** Start Data provided **
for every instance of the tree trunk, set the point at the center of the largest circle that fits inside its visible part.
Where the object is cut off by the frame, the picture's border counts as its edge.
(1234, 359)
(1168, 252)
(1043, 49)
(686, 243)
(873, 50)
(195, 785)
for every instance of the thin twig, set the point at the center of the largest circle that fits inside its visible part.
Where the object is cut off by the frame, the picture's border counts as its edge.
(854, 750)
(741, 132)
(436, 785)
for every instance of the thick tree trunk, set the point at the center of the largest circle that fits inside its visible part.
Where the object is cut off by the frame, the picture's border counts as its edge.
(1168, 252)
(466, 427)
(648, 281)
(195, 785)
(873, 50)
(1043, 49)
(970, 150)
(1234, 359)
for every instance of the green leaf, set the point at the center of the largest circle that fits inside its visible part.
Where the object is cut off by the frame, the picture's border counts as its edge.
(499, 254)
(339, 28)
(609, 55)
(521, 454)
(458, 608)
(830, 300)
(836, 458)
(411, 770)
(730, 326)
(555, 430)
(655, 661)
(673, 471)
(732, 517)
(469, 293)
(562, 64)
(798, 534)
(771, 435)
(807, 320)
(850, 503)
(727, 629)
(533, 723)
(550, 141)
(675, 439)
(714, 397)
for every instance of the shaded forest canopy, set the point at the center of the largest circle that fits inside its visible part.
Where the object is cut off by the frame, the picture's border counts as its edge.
** End Data provided **
◆ **Aim of the task**
Rewrite all of the entries above, requests included, and adjust each coordinate in the answers by adding -137 to it.

◆ **Result of this task**
for every instance of the tree trunk, set the point at the center of the largest circle that fits inside its visible part.
Where the object is cut off by the frame, the picture's border counts as its edge.
(1097, 222)
(1031, 115)
(906, -88)
(549, 106)
(736, -87)
(58, 648)
for every instance of the thin twig, set the point at the center of the largest circle that fits inside its visible part.
Where the object is cut off by the frame, the picture's border counts as its edge.
(717, 613)
(604, -5)
(299, 648)
for every instance of the thick tree trunk, set the point at the center of the largest circle that fits inside its visible part.
Where the object is cut off by the frame, the picture's border counts as its edge.
(1031, 115)
(329, 290)
(511, 144)
(58, 648)
(736, -87)
(906, -88)
(833, 13)
(1097, 222)
for every instance of the green leaf, set the point at the center of the largest circle that fits inside its visible part.
Where the object is cut off by the frame, the picture's border counts as its edge.
(362, 117)
(202, -109)
(472, -82)
(384, 317)
(321, 471)
(693, 163)
(699, 321)
(274, 633)
(593, 189)
(418, 293)
(518, 524)
(536, 334)
(595, 380)
(332, 156)
(425, -73)
(661, 397)
(634, 298)
(670, 183)
(713, 366)
(590, 492)
(396, 586)
(413, 4)
(538, 302)
(577, 260)
for every instance of the shaded forest canopy, set the point at the center of the largest circle that fits inside its visible part.
Where the object is cut off by the frame, the picture's border counts as its edge.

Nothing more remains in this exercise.